(Referring expression data)
▼
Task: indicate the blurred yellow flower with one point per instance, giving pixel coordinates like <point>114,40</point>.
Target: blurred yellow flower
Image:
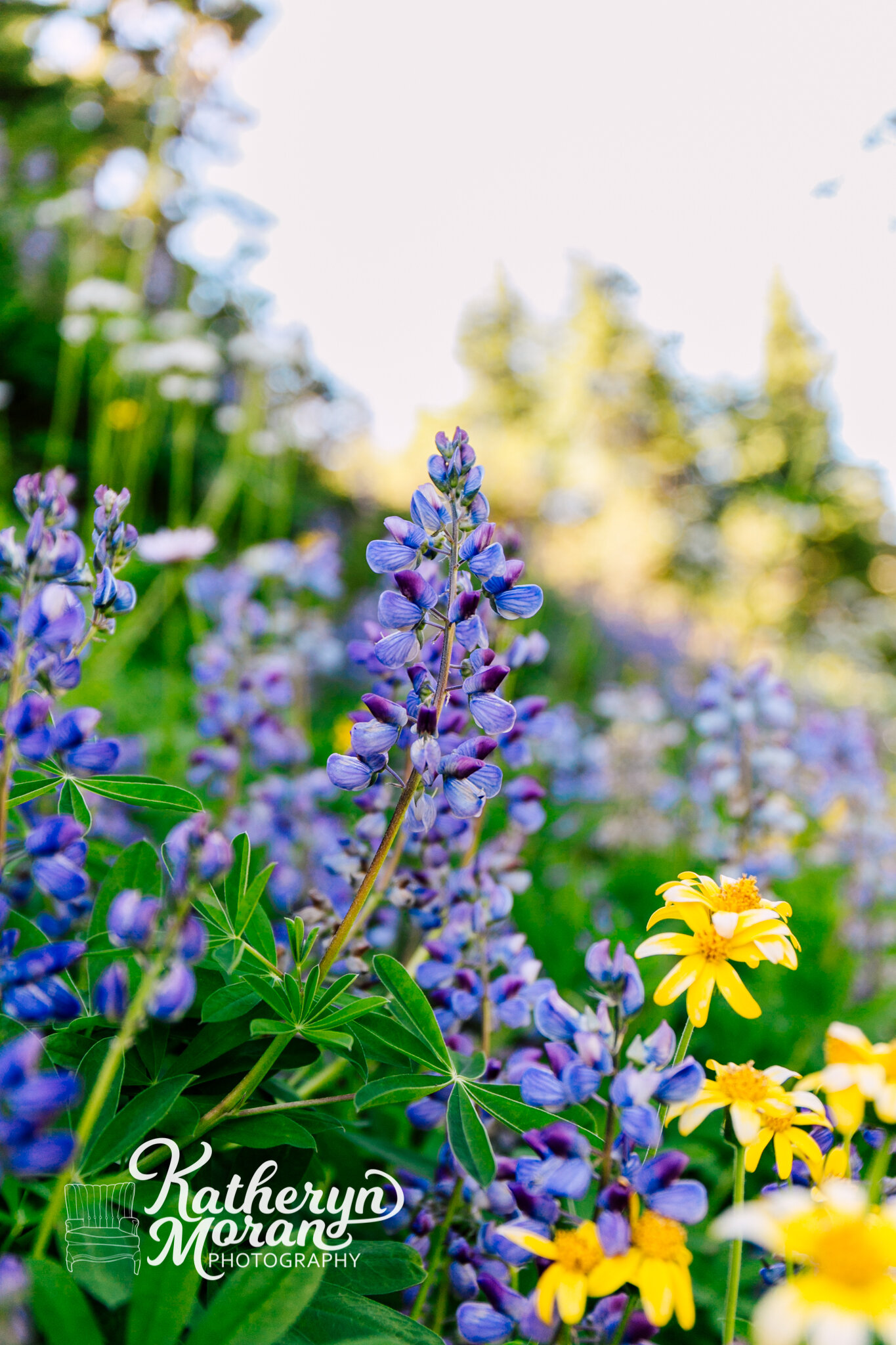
<point>778,1124</point>
<point>746,1091</point>
<point>856,1072</point>
<point>716,940</point>
<point>576,1271</point>
<point>844,1290</point>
▲
> WHAT TO DO
The lines to show are those in the data above that include "yellow".

> ANSWER BELOW
Task: indicate the blurred yellow flower with one point per instance, giving pixel coordinates like <point>114,40</point>.
Target: blurred yellow flower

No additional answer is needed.